◆ **RECORDS SUPPLIED**
= = = = = = =
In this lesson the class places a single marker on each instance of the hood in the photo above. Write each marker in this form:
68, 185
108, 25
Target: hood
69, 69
= = = = = = =
◆ **EXERCISE INSTRUCTIONS**
After reading the listing above, print each line back exactly.

◆ **OUTPUT BELOW**
In this lesson the class places a single marker on each instance of the hood in the photo above. Write each marker in this form:
68, 185
108, 25
Target: hood
69, 69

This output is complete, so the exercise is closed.